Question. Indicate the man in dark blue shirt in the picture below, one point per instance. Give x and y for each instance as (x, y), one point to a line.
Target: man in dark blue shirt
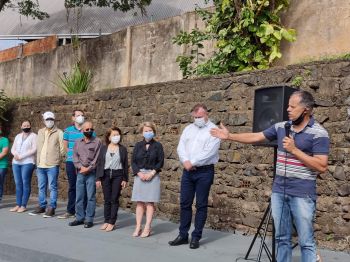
(301, 157)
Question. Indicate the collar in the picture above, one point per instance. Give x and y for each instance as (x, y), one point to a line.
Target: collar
(92, 139)
(311, 121)
(73, 125)
(148, 143)
(309, 124)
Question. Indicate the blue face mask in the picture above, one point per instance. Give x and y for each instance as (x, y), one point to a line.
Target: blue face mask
(148, 135)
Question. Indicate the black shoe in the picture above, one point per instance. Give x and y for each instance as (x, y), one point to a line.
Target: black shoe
(76, 223)
(50, 212)
(194, 243)
(88, 224)
(38, 210)
(178, 241)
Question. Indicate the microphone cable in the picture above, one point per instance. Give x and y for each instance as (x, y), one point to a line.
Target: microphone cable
(287, 127)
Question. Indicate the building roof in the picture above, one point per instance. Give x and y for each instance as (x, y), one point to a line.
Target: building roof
(91, 22)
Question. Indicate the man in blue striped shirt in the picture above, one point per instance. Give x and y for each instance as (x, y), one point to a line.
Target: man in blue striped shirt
(301, 157)
(72, 134)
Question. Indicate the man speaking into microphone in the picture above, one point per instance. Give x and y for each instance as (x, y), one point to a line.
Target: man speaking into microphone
(303, 147)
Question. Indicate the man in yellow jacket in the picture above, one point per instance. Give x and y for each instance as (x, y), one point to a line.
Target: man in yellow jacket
(50, 151)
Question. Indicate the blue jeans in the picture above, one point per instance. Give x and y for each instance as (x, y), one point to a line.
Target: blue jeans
(23, 179)
(47, 177)
(72, 180)
(3, 172)
(86, 188)
(287, 210)
(195, 183)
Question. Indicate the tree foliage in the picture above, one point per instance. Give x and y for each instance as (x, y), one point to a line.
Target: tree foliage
(78, 81)
(31, 8)
(248, 34)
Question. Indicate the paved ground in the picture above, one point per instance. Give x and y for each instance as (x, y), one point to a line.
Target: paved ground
(35, 239)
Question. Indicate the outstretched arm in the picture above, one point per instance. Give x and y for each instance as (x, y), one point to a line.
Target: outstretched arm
(246, 138)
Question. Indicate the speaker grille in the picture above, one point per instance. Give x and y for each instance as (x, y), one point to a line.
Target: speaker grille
(270, 107)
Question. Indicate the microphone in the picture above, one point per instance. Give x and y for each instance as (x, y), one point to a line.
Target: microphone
(287, 127)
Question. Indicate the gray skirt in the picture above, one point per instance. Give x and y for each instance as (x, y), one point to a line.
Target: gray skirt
(146, 191)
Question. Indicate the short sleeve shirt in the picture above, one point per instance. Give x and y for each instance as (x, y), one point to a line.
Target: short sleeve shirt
(292, 176)
(4, 142)
(71, 135)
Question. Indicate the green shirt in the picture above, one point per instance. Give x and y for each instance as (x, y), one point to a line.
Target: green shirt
(4, 142)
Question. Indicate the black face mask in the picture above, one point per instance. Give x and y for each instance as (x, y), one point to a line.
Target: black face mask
(26, 130)
(299, 119)
(88, 134)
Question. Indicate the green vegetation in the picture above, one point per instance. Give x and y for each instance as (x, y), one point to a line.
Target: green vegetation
(77, 82)
(4, 103)
(247, 34)
(345, 56)
(297, 81)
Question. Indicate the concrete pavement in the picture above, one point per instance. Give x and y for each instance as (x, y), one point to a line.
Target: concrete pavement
(34, 238)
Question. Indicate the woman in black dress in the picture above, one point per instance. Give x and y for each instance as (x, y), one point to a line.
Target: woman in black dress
(112, 174)
(147, 161)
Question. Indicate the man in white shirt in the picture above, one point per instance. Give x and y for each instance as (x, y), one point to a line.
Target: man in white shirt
(198, 152)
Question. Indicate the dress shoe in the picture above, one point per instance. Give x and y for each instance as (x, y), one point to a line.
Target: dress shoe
(194, 243)
(137, 232)
(76, 223)
(88, 224)
(178, 241)
(146, 232)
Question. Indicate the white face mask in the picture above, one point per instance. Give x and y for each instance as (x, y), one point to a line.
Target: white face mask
(115, 139)
(200, 122)
(80, 120)
(49, 123)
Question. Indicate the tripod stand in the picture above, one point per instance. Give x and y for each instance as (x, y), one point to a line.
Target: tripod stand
(263, 226)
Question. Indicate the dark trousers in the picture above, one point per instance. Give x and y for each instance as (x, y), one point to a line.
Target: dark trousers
(111, 192)
(72, 180)
(195, 183)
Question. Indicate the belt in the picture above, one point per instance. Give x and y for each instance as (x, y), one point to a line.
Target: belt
(114, 172)
(203, 167)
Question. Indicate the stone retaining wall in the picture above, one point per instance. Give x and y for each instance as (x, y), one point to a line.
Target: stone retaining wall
(242, 184)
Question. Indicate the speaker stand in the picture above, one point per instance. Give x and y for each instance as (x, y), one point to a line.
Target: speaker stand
(263, 226)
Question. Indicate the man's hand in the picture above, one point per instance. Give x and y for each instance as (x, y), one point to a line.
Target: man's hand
(188, 165)
(221, 132)
(84, 170)
(124, 184)
(142, 176)
(289, 145)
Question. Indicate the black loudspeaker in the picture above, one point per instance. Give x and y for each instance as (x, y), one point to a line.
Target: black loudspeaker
(270, 107)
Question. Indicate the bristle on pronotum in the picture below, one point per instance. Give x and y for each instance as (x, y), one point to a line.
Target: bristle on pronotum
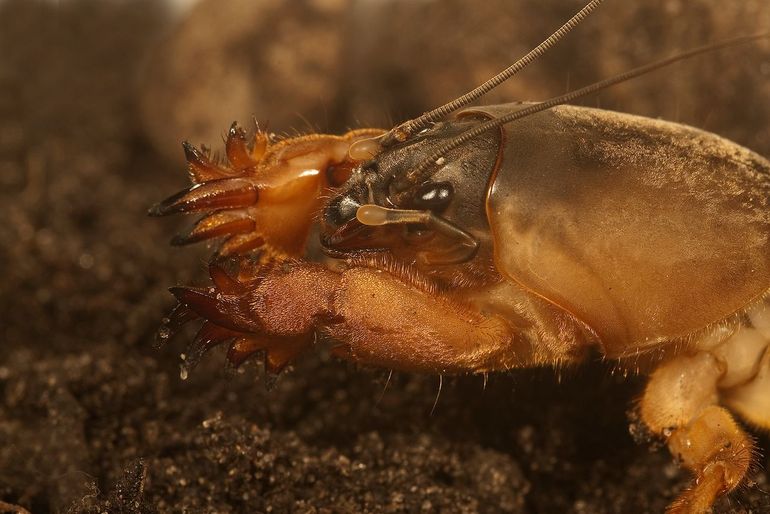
(227, 193)
(219, 224)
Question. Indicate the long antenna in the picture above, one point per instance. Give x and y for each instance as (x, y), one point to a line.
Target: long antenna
(403, 131)
(416, 174)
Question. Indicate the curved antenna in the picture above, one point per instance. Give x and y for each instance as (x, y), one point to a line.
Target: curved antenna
(416, 174)
(403, 131)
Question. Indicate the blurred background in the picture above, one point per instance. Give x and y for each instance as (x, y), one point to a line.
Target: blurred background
(95, 98)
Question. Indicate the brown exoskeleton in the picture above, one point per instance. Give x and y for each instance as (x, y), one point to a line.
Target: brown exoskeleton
(508, 236)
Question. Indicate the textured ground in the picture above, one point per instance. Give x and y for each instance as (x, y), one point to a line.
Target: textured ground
(94, 98)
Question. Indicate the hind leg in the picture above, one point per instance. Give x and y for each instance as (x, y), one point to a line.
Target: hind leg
(680, 404)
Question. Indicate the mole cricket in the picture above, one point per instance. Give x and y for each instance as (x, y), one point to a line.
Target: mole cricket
(503, 237)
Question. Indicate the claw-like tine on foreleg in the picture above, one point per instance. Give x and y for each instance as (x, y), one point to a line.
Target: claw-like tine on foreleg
(236, 149)
(214, 306)
(223, 281)
(219, 224)
(230, 193)
(209, 336)
(241, 350)
(200, 167)
(171, 324)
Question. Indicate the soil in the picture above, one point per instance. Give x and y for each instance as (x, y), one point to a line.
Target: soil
(95, 98)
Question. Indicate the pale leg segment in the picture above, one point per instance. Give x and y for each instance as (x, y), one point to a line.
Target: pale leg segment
(680, 404)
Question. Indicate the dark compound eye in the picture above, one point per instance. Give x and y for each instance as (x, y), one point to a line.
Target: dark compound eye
(433, 196)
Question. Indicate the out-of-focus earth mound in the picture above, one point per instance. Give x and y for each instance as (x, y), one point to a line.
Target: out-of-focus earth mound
(95, 97)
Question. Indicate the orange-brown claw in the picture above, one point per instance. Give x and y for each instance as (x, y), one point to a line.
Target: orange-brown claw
(208, 336)
(171, 324)
(200, 167)
(219, 224)
(237, 150)
(229, 193)
(227, 321)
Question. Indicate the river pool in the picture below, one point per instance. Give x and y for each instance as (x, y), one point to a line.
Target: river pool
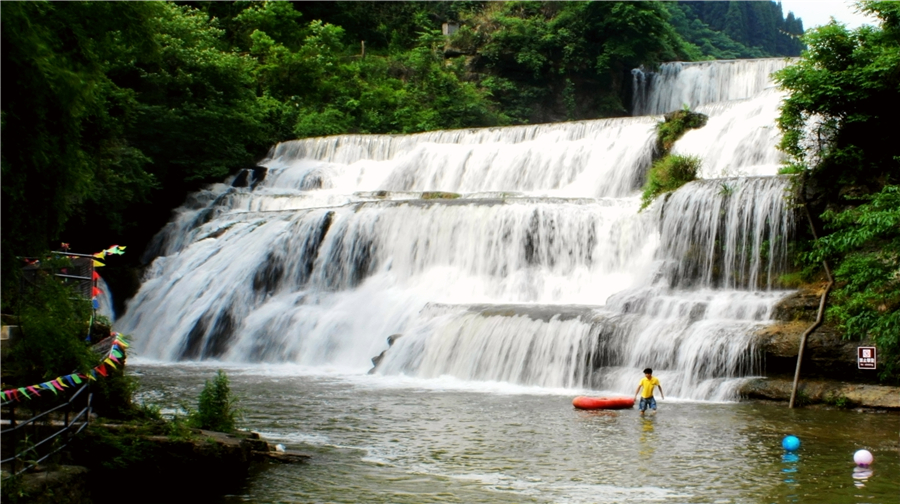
(378, 439)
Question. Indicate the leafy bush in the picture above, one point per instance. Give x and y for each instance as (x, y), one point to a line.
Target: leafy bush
(676, 125)
(668, 174)
(53, 321)
(216, 406)
(864, 248)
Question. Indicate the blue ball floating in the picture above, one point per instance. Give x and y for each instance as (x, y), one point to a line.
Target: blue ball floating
(790, 443)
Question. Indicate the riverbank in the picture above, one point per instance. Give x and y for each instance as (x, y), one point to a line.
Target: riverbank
(194, 464)
(824, 392)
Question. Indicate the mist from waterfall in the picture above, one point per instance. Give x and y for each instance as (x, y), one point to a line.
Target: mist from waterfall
(512, 254)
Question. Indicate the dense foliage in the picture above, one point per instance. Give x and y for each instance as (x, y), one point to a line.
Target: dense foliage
(54, 322)
(667, 174)
(216, 406)
(727, 30)
(113, 111)
(838, 126)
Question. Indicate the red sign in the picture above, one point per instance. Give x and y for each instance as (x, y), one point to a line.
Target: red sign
(865, 357)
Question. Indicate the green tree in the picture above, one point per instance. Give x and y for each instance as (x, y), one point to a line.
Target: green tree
(216, 406)
(864, 243)
(65, 153)
(838, 125)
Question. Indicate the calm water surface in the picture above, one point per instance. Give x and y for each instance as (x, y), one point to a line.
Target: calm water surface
(378, 439)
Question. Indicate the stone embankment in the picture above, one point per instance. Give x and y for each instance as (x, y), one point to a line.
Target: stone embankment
(829, 372)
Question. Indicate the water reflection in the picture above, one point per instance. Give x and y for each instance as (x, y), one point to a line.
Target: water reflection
(790, 462)
(647, 439)
(861, 475)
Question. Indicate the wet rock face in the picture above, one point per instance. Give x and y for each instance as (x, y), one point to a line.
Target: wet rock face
(827, 355)
(801, 306)
(840, 394)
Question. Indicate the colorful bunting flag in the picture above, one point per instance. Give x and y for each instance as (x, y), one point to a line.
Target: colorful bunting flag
(116, 353)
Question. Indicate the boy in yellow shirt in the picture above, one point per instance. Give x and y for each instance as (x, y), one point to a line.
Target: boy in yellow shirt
(647, 383)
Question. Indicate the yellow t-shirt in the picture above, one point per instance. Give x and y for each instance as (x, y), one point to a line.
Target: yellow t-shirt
(648, 386)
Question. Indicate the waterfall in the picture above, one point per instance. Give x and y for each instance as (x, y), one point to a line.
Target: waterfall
(513, 254)
(679, 84)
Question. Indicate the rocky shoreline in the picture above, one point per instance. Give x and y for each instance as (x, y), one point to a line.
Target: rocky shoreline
(829, 373)
(166, 467)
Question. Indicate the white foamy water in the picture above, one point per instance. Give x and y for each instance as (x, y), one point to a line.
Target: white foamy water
(538, 271)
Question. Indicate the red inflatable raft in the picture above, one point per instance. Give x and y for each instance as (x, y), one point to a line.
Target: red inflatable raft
(584, 402)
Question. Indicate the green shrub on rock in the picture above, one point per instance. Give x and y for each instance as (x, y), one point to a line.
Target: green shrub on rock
(668, 174)
(216, 408)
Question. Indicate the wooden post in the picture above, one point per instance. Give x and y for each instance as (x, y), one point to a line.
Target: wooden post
(819, 317)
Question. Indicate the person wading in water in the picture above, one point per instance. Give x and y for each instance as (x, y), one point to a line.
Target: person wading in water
(645, 388)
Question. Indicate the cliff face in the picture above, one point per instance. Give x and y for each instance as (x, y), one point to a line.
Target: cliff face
(827, 354)
(829, 371)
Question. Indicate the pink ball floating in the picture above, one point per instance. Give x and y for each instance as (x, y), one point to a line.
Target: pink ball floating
(863, 457)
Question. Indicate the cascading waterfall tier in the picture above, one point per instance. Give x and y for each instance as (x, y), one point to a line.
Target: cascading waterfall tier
(678, 84)
(514, 254)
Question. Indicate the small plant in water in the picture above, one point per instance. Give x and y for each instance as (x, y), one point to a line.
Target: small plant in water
(216, 406)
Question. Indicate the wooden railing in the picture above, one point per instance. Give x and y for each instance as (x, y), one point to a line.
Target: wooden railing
(45, 434)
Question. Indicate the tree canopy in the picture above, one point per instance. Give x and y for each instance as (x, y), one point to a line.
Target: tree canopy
(838, 125)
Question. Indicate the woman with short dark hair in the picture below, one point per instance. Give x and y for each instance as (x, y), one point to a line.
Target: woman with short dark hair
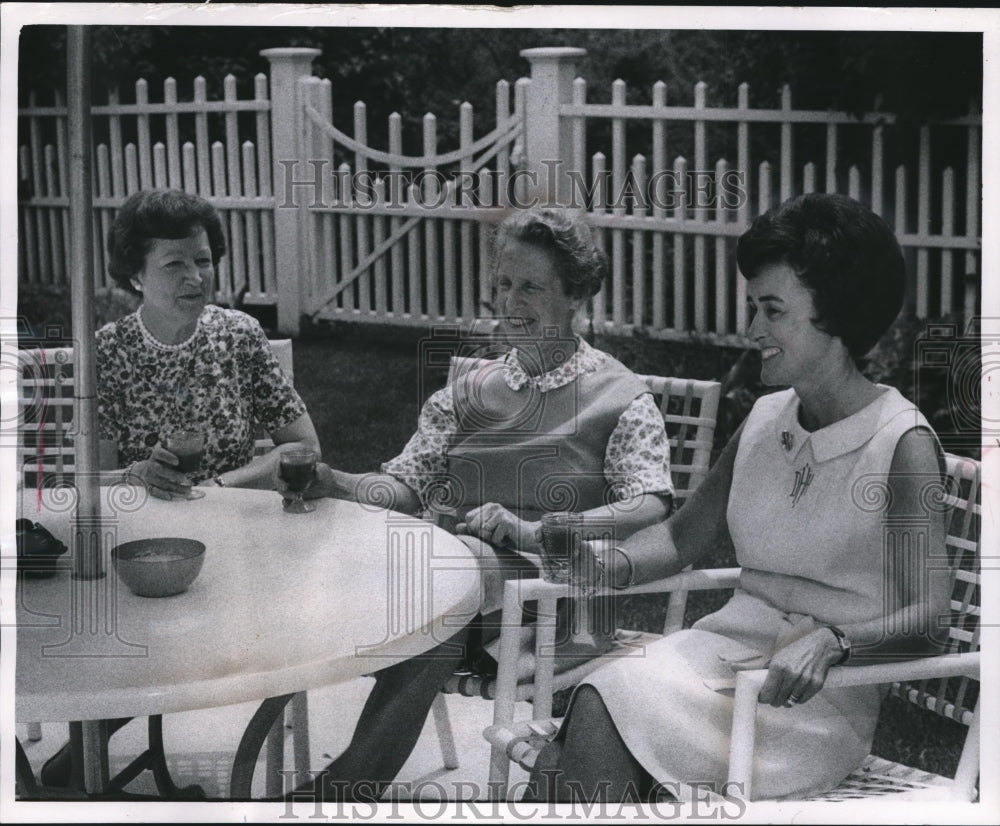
(181, 362)
(830, 574)
(553, 424)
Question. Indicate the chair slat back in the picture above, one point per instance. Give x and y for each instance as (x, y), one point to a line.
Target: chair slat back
(45, 413)
(45, 410)
(955, 697)
(690, 408)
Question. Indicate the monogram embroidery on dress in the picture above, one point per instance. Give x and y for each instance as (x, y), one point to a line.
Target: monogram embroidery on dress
(803, 478)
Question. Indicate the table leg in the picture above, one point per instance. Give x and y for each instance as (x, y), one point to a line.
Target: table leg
(271, 711)
(22, 772)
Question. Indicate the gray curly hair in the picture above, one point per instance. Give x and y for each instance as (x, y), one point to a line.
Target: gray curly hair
(581, 265)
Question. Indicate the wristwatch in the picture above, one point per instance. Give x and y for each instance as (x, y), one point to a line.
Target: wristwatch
(843, 642)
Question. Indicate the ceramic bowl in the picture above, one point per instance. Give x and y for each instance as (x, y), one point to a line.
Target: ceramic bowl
(158, 567)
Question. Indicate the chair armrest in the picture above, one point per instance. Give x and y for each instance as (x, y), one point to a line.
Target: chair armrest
(749, 683)
(701, 580)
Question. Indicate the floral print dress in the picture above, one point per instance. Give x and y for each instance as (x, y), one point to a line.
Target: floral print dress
(224, 380)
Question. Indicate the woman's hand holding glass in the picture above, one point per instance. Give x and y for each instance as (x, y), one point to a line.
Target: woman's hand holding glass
(797, 671)
(160, 475)
(494, 524)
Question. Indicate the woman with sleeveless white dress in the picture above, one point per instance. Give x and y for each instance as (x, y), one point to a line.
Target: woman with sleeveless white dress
(820, 493)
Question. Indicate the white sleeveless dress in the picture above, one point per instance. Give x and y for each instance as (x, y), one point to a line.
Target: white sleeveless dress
(805, 517)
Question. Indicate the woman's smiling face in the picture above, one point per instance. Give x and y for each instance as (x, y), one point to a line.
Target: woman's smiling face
(530, 293)
(792, 347)
(178, 276)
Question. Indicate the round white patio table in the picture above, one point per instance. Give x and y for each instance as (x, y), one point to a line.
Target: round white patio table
(283, 603)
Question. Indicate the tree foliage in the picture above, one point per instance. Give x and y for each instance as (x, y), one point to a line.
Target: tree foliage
(917, 75)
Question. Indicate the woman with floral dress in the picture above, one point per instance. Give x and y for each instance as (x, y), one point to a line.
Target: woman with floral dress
(552, 425)
(179, 362)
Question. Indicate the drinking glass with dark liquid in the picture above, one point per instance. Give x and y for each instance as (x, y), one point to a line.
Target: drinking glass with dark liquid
(189, 448)
(298, 467)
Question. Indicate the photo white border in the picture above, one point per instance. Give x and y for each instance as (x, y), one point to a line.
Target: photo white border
(15, 15)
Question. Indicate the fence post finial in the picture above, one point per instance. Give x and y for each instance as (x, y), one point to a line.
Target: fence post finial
(288, 66)
(548, 137)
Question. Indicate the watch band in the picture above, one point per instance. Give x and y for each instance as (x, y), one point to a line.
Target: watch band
(843, 642)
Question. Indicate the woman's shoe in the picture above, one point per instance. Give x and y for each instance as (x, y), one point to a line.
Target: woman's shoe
(58, 768)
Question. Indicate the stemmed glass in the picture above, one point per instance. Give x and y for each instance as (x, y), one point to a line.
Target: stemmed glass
(298, 467)
(189, 448)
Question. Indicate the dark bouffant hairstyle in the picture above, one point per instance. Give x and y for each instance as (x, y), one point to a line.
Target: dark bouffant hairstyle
(158, 213)
(844, 253)
(582, 265)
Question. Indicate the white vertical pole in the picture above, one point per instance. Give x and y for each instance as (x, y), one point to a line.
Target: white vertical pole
(288, 65)
(88, 562)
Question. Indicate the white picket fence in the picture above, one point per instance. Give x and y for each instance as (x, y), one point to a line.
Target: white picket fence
(235, 177)
(404, 244)
(400, 239)
(699, 290)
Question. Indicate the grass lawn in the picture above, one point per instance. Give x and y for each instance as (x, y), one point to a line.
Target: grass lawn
(364, 396)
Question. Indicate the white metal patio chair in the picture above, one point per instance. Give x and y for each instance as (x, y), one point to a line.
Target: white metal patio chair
(946, 685)
(690, 409)
(46, 451)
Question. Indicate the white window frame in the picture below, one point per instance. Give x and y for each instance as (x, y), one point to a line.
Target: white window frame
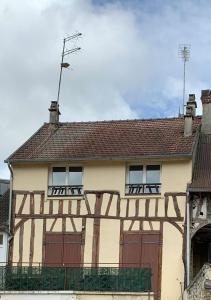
(66, 166)
(144, 165)
(144, 171)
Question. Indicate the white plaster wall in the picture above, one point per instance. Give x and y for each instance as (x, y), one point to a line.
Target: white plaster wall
(3, 249)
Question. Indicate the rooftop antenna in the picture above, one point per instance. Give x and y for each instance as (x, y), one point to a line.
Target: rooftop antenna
(64, 53)
(184, 53)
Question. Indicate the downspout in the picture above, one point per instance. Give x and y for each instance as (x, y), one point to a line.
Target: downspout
(188, 241)
(10, 206)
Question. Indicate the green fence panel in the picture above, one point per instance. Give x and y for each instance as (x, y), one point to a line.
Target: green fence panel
(75, 279)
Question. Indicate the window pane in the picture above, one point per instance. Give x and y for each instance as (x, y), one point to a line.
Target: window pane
(136, 174)
(153, 174)
(75, 175)
(59, 176)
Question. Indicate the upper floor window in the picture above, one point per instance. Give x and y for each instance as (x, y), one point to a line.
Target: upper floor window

##############################

> **Activity**
Make an exact copy of the lines above, beginning with the line with "Question. Indicate the red inflatable" and ending with the line with "Question. Indicate the chair slat", and keep the pictures out of it.

> **Exercise answer**
Question. Indicate the red inflatable raft in the picture above, one point per instance. Give x and y for each instance as (x, y), one point to a line.
Target: red inflatable raft
(584, 402)
Question. Indicate the green shrub on rock in the picture above, one point per instance. Give x and y for each instance as (x, y), one point to a line.
Target: green shrub on rock
(668, 174)
(216, 408)
Question. Indicate the wooden post in the picture above, one point per instance. Give x and y for each instance as (x, y), one point to a line.
Target: wooden post
(819, 317)
Question. Indicate the person wading in water in the picture above, one point per instance. Give x and y for each instance as (x, y), one point to a line.
Target: person wading in water
(645, 388)
Question. Indicate the cliff face in the picture above, one point per instance. Give x and y for each instance as (x, y), one point to a line.
Target: cliff face
(827, 354)
(829, 371)
Question. Indicate the pink ball floating in the picture above, one point per instance. Give x and y for each instance as (x, y), one point to a line.
Target: pink ball floating
(863, 457)
Question. Indicate the cascading waterfall tier in the picture above, one point per instance. Give x and y for each instance as (x, y), one point to a line.
Target: cascading waterfall tier
(678, 84)
(514, 254)
Question. Indicate the small plant in water in the picture above, one point per instance. Give x and y for each instance as (x, y), one point to a line.
Target: small plant in water
(216, 406)
Question. Indicate the wooden railing in the picture above, one point per instance. Give x and y for each instance as (x, y), one point to a line.
Target: wooden railing
(45, 434)
Question. Indicate the tree canopy in the picture above, one point per instance. Give x and y for each instance as (x, y), one point to a line.
Target: tree canopy
(838, 125)
Question. Indicate the woman with short dark hair in the picture below, one point per instance. Give x and y for each instance as (x, y), one point to a line.
Target: woman with short dark hair
(181, 362)
(830, 574)
(553, 424)
Question. Indicate the chair slat back in the picture above, one point per instance. Give x and y for each instance as (x, y), one point to a line.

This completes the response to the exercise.